Scan the material that follows for lines with "gray". Answer with how many there are, nothing else.
########
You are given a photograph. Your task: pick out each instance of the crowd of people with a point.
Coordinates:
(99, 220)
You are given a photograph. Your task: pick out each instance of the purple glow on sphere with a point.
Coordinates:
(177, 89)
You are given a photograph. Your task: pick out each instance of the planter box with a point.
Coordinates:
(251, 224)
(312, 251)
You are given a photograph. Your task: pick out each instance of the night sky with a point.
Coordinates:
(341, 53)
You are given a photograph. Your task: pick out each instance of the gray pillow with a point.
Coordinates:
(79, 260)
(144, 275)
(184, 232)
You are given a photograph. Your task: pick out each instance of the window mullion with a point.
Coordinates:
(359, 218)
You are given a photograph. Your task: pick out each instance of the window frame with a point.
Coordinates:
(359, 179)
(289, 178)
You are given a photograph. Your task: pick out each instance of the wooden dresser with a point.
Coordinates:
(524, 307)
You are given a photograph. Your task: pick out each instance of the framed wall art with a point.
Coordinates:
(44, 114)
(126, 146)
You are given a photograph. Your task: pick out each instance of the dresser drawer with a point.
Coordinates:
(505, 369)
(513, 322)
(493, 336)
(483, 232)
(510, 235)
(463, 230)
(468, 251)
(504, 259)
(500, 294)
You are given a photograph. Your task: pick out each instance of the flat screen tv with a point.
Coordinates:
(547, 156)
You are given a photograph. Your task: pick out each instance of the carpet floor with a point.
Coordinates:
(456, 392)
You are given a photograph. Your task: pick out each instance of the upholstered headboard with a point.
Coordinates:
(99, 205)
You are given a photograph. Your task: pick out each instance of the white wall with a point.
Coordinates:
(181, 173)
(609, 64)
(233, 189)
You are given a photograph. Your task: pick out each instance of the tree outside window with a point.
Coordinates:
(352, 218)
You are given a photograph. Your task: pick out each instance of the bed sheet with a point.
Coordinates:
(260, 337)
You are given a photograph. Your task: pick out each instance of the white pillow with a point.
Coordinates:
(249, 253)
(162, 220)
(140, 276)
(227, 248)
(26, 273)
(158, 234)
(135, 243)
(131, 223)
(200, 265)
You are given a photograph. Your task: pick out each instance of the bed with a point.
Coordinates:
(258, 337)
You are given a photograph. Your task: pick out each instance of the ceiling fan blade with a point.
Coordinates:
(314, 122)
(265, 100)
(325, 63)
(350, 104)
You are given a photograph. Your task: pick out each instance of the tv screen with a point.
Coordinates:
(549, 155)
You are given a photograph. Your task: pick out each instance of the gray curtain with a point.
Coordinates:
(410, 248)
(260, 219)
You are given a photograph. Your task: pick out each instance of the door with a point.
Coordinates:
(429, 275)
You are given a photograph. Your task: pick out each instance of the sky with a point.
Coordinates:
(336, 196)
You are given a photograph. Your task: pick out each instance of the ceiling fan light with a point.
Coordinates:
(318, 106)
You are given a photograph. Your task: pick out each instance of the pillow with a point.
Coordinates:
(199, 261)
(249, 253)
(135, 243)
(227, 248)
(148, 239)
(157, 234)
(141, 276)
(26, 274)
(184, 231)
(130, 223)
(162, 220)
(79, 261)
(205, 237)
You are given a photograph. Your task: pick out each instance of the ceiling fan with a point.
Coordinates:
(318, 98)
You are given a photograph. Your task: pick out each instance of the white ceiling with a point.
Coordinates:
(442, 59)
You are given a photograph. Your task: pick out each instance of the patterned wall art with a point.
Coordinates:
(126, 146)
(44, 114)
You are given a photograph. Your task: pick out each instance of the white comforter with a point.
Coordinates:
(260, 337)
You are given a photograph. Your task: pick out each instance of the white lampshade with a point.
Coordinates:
########
Task result
2